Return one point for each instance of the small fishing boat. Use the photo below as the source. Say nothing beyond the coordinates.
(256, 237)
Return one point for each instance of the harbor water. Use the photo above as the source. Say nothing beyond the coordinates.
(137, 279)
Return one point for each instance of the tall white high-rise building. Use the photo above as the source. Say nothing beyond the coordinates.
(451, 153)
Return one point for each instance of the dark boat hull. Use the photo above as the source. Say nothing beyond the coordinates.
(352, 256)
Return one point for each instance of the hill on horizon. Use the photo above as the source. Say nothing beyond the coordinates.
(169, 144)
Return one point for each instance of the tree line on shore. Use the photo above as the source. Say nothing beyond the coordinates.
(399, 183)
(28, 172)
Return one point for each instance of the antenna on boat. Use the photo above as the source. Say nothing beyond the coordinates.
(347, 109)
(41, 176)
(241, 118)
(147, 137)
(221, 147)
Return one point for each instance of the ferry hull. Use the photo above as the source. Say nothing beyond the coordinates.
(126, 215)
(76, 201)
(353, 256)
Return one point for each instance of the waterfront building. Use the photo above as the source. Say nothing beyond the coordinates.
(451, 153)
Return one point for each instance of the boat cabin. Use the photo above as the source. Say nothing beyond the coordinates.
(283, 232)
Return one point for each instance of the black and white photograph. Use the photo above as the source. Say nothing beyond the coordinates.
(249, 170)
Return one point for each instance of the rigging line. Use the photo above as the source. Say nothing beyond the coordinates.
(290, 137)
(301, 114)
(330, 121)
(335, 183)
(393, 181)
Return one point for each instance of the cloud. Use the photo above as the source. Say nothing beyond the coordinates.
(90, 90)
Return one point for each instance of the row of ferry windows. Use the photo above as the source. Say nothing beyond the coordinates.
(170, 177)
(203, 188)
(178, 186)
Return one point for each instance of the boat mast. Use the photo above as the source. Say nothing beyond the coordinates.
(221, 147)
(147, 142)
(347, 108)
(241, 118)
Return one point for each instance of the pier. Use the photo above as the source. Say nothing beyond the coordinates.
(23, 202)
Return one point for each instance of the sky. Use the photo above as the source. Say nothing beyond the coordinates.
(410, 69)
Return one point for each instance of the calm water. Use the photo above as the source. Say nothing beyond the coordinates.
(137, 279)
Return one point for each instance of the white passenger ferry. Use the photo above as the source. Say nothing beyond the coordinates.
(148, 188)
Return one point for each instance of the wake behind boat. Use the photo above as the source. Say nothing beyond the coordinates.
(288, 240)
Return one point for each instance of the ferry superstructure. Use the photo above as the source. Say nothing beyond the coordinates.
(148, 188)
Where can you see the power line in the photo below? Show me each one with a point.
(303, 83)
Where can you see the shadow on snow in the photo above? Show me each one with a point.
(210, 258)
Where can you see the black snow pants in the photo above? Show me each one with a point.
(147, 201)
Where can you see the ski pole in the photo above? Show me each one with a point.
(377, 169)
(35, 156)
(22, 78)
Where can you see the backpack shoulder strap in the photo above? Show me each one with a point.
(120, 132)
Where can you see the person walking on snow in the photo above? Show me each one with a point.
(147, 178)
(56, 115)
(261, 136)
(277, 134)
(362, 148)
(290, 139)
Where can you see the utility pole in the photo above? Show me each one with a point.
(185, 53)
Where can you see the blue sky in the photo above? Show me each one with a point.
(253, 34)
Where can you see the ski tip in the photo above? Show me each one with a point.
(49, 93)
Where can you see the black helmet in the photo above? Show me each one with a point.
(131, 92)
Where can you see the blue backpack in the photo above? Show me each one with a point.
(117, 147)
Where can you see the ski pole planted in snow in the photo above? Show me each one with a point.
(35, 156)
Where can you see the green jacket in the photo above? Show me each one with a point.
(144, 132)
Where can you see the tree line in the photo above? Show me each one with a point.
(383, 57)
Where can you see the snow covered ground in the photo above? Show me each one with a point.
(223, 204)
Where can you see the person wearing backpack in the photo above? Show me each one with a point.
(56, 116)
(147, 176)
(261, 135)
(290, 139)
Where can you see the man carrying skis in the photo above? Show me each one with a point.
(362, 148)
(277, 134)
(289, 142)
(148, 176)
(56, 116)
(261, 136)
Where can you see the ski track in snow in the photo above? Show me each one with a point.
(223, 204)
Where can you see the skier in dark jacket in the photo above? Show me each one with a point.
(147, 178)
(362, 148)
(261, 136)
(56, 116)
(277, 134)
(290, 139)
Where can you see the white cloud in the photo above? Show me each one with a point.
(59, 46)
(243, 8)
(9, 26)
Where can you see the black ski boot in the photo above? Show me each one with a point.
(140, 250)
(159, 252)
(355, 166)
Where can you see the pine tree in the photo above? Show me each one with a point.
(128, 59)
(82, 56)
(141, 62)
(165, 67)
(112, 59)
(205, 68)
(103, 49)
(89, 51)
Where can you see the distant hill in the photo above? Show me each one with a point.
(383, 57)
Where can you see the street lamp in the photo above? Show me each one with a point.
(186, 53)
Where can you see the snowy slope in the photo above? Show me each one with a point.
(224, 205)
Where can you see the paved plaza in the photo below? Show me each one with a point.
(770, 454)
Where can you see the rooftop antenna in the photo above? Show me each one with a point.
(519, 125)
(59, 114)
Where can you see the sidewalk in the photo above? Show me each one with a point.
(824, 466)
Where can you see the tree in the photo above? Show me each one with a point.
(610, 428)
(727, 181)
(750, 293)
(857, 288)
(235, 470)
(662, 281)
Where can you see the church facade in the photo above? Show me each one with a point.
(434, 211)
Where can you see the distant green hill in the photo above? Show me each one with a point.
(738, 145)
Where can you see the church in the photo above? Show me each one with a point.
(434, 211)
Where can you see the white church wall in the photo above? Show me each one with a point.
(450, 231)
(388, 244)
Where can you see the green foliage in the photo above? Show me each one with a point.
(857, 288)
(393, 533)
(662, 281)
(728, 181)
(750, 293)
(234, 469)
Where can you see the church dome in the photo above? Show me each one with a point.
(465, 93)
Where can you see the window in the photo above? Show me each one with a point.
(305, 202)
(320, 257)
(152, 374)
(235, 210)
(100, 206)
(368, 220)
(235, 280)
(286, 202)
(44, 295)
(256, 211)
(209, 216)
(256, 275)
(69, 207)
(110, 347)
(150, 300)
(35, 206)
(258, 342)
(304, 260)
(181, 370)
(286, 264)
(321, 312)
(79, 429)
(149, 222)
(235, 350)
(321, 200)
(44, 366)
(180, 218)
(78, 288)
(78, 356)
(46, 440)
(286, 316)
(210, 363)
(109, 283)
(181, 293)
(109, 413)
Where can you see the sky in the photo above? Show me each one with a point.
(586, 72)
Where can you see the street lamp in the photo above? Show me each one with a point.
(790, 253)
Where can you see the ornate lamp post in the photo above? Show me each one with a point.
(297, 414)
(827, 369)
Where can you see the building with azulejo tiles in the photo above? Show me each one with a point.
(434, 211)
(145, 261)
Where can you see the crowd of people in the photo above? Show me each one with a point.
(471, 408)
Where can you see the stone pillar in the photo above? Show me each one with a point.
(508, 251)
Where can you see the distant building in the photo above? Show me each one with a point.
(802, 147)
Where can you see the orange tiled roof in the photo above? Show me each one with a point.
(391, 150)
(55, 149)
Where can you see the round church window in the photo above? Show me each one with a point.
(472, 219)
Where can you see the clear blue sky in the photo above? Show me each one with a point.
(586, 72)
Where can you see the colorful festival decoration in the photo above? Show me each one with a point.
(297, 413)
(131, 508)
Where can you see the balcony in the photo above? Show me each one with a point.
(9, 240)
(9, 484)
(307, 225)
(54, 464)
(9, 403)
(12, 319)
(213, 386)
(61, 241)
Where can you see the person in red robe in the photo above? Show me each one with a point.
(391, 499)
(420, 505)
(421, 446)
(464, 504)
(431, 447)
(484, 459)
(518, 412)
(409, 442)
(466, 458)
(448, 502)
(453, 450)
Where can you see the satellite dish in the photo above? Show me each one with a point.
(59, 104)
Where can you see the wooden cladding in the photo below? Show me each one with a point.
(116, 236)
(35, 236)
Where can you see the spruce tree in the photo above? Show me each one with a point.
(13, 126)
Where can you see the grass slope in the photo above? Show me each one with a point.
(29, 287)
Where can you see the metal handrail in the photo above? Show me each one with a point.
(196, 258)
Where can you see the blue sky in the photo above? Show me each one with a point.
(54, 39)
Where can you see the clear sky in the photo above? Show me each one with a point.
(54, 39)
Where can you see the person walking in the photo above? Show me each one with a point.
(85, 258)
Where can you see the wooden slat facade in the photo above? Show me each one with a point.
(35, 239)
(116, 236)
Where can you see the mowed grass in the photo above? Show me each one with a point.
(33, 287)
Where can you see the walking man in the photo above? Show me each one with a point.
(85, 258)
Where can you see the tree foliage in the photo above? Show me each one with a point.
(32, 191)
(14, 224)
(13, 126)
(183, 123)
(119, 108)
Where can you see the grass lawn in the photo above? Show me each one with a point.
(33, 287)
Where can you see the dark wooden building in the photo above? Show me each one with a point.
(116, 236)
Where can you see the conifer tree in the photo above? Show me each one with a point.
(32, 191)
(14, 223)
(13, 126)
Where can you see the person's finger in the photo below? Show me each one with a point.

───

Task item:
Everything from the line containing "Where can you see the balcony" to the end of the data above should be quoted exactly, please, both ends included, and nothing outside that span.

Exercise result:
Where can you see the balcony in the photo above? Show me each one with a point.
(9, 240)
(9, 484)
(307, 225)
(54, 464)
(9, 403)
(12, 319)
(213, 386)
(61, 241)
Where can you see the person in red robe in the photo above? Show me each one with a point.
(391, 499)
(420, 505)
(421, 446)
(464, 504)
(431, 447)
(484, 459)
(518, 412)
(409, 442)
(466, 458)
(448, 502)
(453, 450)
Where can you see the satellite dish in the photo above? Show me each one with a point.
(59, 104)
Where can you see the wooden cladding in the photo below? Show me each one with a point.
(116, 236)
(35, 236)
Where can you see the spruce tree in the photo above? Show me each one with a point.
(13, 126)
Where can you see the grass slope in the photo above? Show me each one with a point.
(29, 287)
Where can you see the metal handrail in the photo above? Show me each one with a point.
(196, 258)
Where can you see the blue sky in the photo above? Show me each one with a point.
(54, 39)
Where can you see the clear sky in the photo above? Show me each one with a point.
(54, 39)
Where can you see the person walking in the photo above? Show me each one with a point.
(85, 258)
Where can you see the wooden slat facade in the photo above? Show me each one with a point.
(35, 239)
(116, 236)
Where can you see the mowed grass in the photo above? Show me each one with a point.
(33, 287)
Where can you see the walking man in the photo above? Show me each one with a point.
(85, 258)
Where can you see the tree foliage in the photo above? Show me each one with a point.
(32, 191)
(14, 224)
(13, 126)
(183, 123)
(119, 108)
Where can you see the grass lawn in the photo above? Show me each one with a point.
(33, 287)
Where can you see the dark wooden building in the photo above? Show me each one with a point.
(116, 236)
Where can you see the conifer tree in the photo above? Show me each one with a point.
(32, 191)
(14, 223)
(13, 126)
Where can you see the person's finger in the photo below? Show me each one with a point.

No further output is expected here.